**Task requirements**
From the data below, extract every line that contains the word "green" and copy each such line unchanged.

— Start —

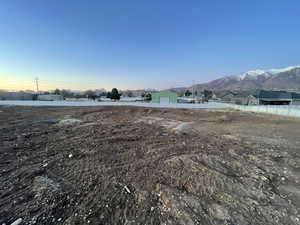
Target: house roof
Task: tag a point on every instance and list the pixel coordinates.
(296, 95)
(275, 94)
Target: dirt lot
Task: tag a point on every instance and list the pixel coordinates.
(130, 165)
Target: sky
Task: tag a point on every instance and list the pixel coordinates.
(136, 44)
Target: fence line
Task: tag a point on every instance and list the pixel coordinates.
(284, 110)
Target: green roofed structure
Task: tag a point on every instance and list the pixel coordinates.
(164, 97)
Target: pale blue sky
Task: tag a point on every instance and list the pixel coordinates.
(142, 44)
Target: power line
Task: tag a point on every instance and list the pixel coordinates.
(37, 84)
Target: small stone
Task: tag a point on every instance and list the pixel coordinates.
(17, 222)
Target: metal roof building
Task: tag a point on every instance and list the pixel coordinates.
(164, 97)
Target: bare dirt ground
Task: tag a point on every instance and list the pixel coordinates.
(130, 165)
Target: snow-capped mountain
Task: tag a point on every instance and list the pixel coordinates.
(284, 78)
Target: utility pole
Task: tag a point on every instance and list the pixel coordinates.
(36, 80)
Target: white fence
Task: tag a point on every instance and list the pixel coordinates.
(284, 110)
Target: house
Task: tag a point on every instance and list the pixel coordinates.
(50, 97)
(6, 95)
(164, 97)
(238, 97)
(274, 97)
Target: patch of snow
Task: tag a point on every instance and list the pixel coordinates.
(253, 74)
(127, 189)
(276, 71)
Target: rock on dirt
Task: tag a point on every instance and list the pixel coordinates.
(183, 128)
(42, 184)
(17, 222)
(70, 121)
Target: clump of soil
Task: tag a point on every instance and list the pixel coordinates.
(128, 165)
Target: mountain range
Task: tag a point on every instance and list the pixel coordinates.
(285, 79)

— End —
— Start —

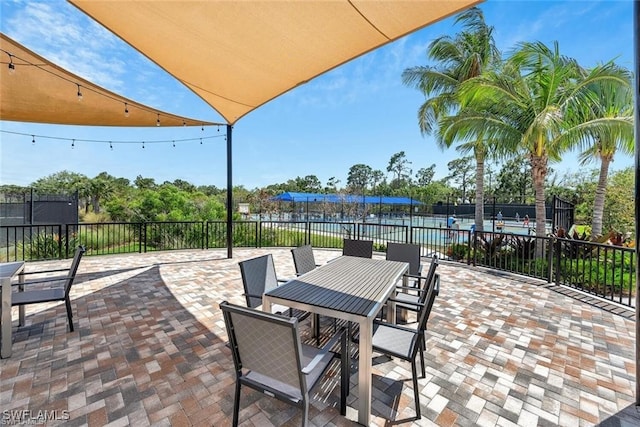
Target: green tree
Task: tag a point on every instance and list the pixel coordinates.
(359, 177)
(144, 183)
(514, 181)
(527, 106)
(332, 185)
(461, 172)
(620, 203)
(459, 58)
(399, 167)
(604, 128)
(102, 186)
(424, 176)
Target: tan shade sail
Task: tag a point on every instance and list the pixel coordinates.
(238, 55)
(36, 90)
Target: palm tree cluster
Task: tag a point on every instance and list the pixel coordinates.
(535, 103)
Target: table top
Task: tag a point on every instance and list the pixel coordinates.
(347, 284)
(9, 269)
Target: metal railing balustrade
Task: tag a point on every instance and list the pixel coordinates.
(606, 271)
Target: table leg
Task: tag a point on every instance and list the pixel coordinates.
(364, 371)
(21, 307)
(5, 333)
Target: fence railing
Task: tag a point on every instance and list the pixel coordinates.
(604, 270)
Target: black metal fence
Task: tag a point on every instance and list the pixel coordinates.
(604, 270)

— End —

**The solution**
Target: green roofed structure
Target: green tree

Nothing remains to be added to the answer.